• Extrait du texte:
▬▬▬▬▬▬▬▬▬▬

Cette lecture de la gentrification comme processus « normal » – voire « naturel » – à l’heure de la métropolisation pose pourtant problème à plusieurs niveaux.

Primo, les approches multi-scalaires de la gentrification, qui la relient aux transformations macro-économiques contemporaines du capitalisme mondial et aux transformations du rôle des États (Smith 2002 ; Harvey 2011), montrent bien que la métropolisation n’est pas un processus « qui va de soi », mais résulte de choix politiques et de stratégies d’acteurs économiques qui donnent corps à la configuration néolibérale du système capitaliste (Clerval 2013). Si la gentrification s’inscrit logiquement dans le sillage de la métropolisation, il ne s’agit pas pour autant d’évolutions « naturelles ».

Secundo, l’évolution en ciseau des emplois d’ouvriers et de cadres et professions intellectuelles dans les métropoles ne suffit pas à expliquer la gentrification. En effet, ce raisonnement ignore les processus de sélection résidentielle à l’œuvre dans l’espace urbain, eux-mêmes produits de mécanismes fonciers et immobiliers et de leur mode de (non-)régulation publique. Ainsi, à Paris, on observe un écart croissant, depuis les années 1980, entre la structure des emplois occupés dans la ville-centre et celle des actifs résidents. En 2008, en effet, on comptait 32 % de postes de cadres et de professions intellectuelles supérieures parmi les emplois à Paris, contre 42 % parmi les actifs résidents, soit un écart de dix points (Insee, RP 2008). Autrement dit, s’il est prévisible que la métropolisation renforce la concentration des emplois très qualifiés dans Paris, elle ne suffit pas du tout à expliquer que les actifs très qualifiés s’établissent dans des quartiers populaires au détriment des ouvriers (écart de -2 points entre leur poids dans l’emploi et parmi les résidents actifs) et des employés (écart de -6 points). Encore faut-il que les espaces résidentiels et de consommation des quartiers populaires soient réaménagés à l’intention de ce nouveau public.

▬▬▬▬▬▬▬▬▬▬

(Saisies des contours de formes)
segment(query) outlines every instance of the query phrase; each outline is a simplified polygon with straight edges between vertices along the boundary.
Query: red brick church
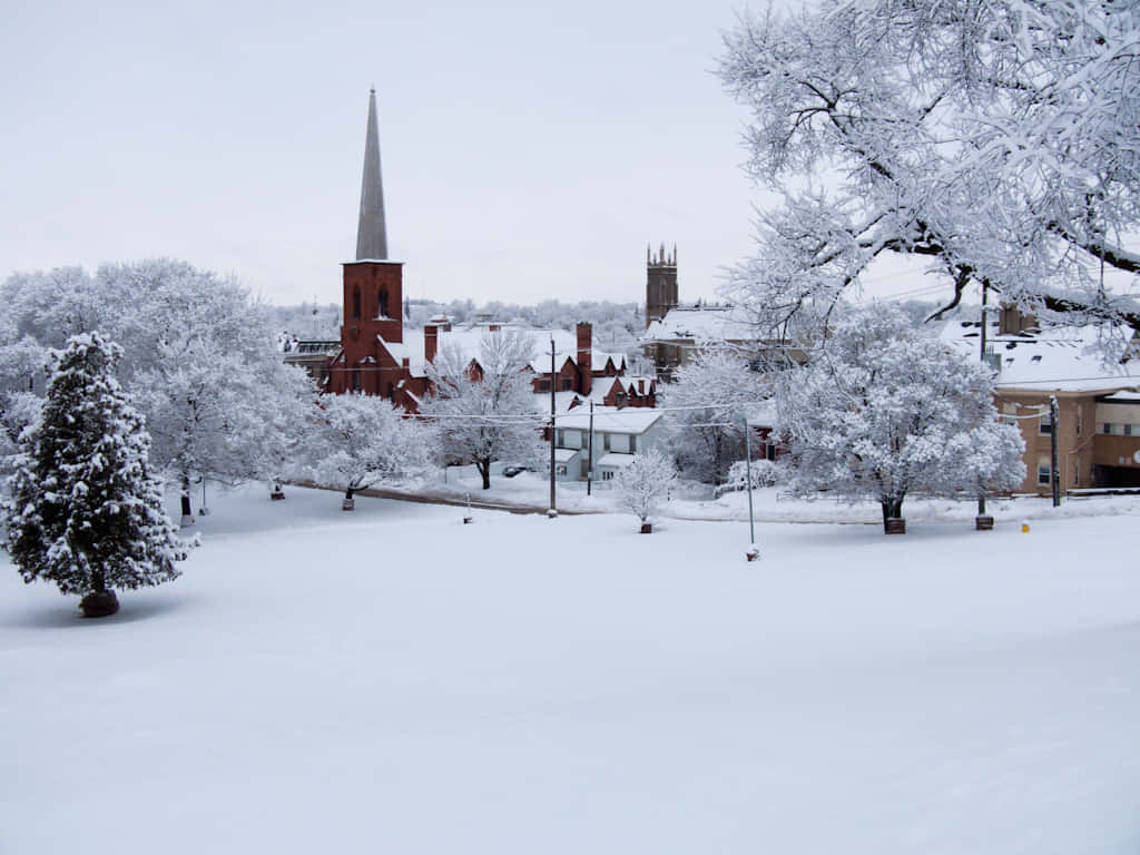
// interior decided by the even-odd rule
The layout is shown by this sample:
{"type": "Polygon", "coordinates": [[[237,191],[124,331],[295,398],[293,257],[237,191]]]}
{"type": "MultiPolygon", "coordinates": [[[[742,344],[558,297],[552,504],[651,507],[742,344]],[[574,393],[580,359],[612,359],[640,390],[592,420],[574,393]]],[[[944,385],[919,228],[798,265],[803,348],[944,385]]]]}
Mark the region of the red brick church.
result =
{"type": "MultiPolygon", "coordinates": [[[[499,329],[491,324],[453,331],[446,321],[429,324],[422,331],[404,329],[404,264],[388,258],[375,90],[368,96],[356,260],[343,262],[343,271],[344,321],[340,349],[328,363],[326,391],[383,396],[415,412],[429,393],[425,365],[445,341],[470,352],[478,365],[479,339],[499,329]]],[[[548,394],[553,384],[555,393],[564,398],[563,407],[591,399],[609,406],[654,406],[656,381],[625,376],[624,353],[594,350],[589,324],[578,324],[575,333],[528,332],[540,345],[536,349],[545,351],[530,365],[536,392],[548,394]],[[555,350],[554,377],[546,350],[549,341],[555,350]]]]}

▬▬▬▬▬▬▬▬▬▬

• Consignes:
a) Traduisez en anglais la phrase suivante de l'extrait sur la gentrification : « Si la gentrification s’inscrit logiquement dans le sillage de la métropolisation, il ne s’agit pas pour autant d’évolutions « naturelles ». »
b) Répondez à ces questions d'après l'extrait sur la gentrification.
(i) Quelle référence est citée après « la configuration néolibérale du système capitaliste » ?
(ii) En 2008, quelle part des emplois à Paris correspondait à des postes de cadres et de professions intellectuelles supérieures ?
(iii) Quel écart est indiqué pour les employés ?
c) Poursuivez l'extrait sur la gentrification après sa dernière phrase.

• Réponses rédigées:
a) While gentrification logically follows in the wake of metropolization, these are not, for all that, "natural" developments.

b)
(i) Clerval 2013.
(ii) 32 %.
(iii) -6 points.

c)
Tertio, il est hasardeux de prendre prétexte du déclin quantitatif des ouvriers de l’industrie dans les métropoles du centre de l’économie-monde pour conclure que les cadres n’évinceraient pas les classes populaires des quartiers centraux (« displacement ») mais les y remplaceraient (« replacement »), en y comblant des vides, position défendue notamment par Chris Hamnett (2003) et vivement critiquée par Tom Slater (2009). Les classes populaires, en effet, loin d’avoir disparu, ont changé de profil(s). Si leur part diminue nettement dans le centre des métropoles, leur composition évolue : la part des retraités augmente parmi elles, comme celle des employés des services et des étrangers (Clerval 2013). Les classes populaires sont donc plus souvent employées dans les services, précaires et racisées. Et la gentrification n’empêche pas leur paupérisation (Davidson et Wyly 2012).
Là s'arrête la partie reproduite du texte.